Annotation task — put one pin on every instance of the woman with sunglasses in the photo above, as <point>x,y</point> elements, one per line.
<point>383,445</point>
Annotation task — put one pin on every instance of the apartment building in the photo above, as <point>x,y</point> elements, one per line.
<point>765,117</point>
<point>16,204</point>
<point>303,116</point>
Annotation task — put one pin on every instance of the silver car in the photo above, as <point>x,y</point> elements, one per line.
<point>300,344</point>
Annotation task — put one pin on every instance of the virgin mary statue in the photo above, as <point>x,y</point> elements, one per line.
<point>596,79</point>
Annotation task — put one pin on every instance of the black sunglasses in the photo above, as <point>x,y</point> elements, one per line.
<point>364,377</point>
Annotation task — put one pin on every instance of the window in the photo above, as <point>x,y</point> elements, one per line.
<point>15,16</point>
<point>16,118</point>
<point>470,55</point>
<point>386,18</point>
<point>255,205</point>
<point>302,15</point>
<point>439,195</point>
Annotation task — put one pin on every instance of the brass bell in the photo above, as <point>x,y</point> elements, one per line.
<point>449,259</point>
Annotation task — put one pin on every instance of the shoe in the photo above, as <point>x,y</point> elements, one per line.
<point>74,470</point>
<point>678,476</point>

= = = = =

**Action item:**
An exact repetition of all the entries is required.

**Output for this exercise:**
Annotation task — put one pin on every instance of the woman with sunglasses in the photo above, as <point>x,y</point> elements, one per line.
<point>383,445</point>
Annotation task — put one pin on every instance of the apartment building in the photo above, as <point>x,y</point> elements, one per line.
<point>765,117</point>
<point>16,204</point>
<point>303,116</point>
Annotation task — put one pin on every instance of the silver car in the photo above, as <point>x,y</point> elements, one per line.
<point>300,344</point>
Annotation task — put one pin on every instance of the virgin mary statue in the photo above, as <point>x,y</point> elements, one per line.
<point>596,79</point>
Annotation task — put one pin on every instance of the black sunglasses in the photo above, as <point>x,y</point> elements, one per line.
<point>364,377</point>
Annotation task — put one pin on every instance of the window in the photo above, as <point>x,y</point> elements, one per line.
<point>15,16</point>
<point>16,118</point>
<point>470,55</point>
<point>386,18</point>
<point>255,205</point>
<point>302,15</point>
<point>439,195</point>
Annotation task — put one pin on every instance of the brass bell in the photo above, as <point>x,y</point> elements, one per line.
<point>449,259</point>
Annotation task — put one pin on every instance of the shoe in the photo above, as <point>x,y</point> elements, one per line.
<point>74,470</point>
<point>678,476</point>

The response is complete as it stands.